[Data extracted from a collection]
Content starts
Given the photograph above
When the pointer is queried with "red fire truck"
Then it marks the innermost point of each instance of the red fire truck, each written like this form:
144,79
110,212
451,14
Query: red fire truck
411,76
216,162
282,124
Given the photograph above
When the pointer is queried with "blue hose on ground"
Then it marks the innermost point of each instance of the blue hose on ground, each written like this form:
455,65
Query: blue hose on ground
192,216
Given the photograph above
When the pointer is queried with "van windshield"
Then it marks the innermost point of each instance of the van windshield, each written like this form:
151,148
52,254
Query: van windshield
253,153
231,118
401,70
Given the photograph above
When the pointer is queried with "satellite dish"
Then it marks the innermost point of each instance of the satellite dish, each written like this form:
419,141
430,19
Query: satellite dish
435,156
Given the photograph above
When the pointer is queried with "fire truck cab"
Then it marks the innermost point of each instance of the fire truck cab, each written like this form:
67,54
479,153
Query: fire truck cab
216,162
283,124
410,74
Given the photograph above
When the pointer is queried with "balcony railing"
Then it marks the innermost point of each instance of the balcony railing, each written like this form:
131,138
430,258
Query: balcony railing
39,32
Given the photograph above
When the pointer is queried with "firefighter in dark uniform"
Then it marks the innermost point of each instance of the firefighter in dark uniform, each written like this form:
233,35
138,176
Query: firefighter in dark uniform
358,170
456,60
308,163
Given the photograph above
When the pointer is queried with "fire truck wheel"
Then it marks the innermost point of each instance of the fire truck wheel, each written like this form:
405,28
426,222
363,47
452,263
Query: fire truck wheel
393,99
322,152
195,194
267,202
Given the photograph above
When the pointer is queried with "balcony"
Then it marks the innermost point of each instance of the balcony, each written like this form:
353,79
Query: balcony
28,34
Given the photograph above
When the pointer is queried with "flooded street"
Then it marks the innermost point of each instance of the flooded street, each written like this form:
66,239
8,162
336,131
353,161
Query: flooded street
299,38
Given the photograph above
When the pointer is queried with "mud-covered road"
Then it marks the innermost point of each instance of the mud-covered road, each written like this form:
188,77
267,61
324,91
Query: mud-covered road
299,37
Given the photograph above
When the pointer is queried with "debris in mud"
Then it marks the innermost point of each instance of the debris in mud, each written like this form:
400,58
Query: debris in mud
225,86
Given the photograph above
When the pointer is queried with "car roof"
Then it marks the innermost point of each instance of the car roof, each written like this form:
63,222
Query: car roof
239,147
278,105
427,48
Content ends
Problem to work on →
Give back every line of the data above exactly as written.

Result of the exercise →
Given the photograph above
When the pointer is queried with "red fire truck"
Then it marks the innermost point of each instance of the red fire truck, each written like this form:
144,79
110,212
451,14
Query: red fire truck
411,76
216,162
282,124
Given the photograph above
When the pointer is queried with "blue hose on ground"
Then it marks the innermost point of each instance of the blue hose on ground, each written like this form:
455,65
Query: blue hose on ground
192,216
Given the photograph above
When the pointer is queried with "van windshield"
Then it marks the innermost point of each instance of the van windshield, each written like this form:
151,148
52,254
Query: van windshield
253,153
231,118
401,70
Given the photograph above
When the pointer is queried with "satellite dish"
Then it marks the innermost point of each instance of the satellite dish, each written like this form:
419,141
430,19
Query: satellite dish
435,156
Given the photograph above
When the pointer is queried with "fire truck cab"
Then it marks the innermost point of each instance of the fire truck cab, each written like this form:
67,54
479,153
Query: fire truck cab
216,162
283,124
410,74
Given the photograph above
When the pointer is queried with "balcony railing"
Then it marks the innermost point of each instance of the balcony railing, each written like this form:
131,138
430,258
Query: balcony railing
39,32
Given the photograph above
When the pointer is queried with "firefighter in dark uniform"
Then it marks the innermost point of each instance of the firefighter in dark uniform, each written like this form:
233,35
138,176
Query: firefighter in dark uniform
358,170
456,60
308,163
Given the photograph above
When the pointer is queried with "fire truck wheel"
Then it marks the innermost point of each instance of the fire truck wheel, each written like this form:
405,28
426,222
363,47
452,263
Query: fire truck wheel
393,99
322,152
195,194
267,202
Given the photograph above
When the pointer is queried with "balcony"
Then it marks the innermost point of each instance of the balcony, each written like this form:
353,79
Query: balcony
28,34
Given the photograph above
When the pointer is queried with "flooded street"
Then it marks the innermost point of each instance of the flooded street, each written like this form:
66,239
8,162
336,131
353,161
Query: flooded street
299,38
Given the photograph above
When the pointer is queried with "mud-covered road"
Then it marks the innermost point of each instance of the mud-covered road, each written like this form:
188,77
267,61
324,91
Query: mud-covered road
299,37
Given the photograph above
When the pointer is queried with "debris in mud"
Then it marks the innermost point of each instance of the debris in mud, each written like this form:
400,58
Query: debris in mud
225,86
Given the photograph above
When the pointer is queried with "car roof"
Then it marks the innermost point of each instance of the car roof, each written like this form:
63,222
Query: car roof
239,147
278,105
427,48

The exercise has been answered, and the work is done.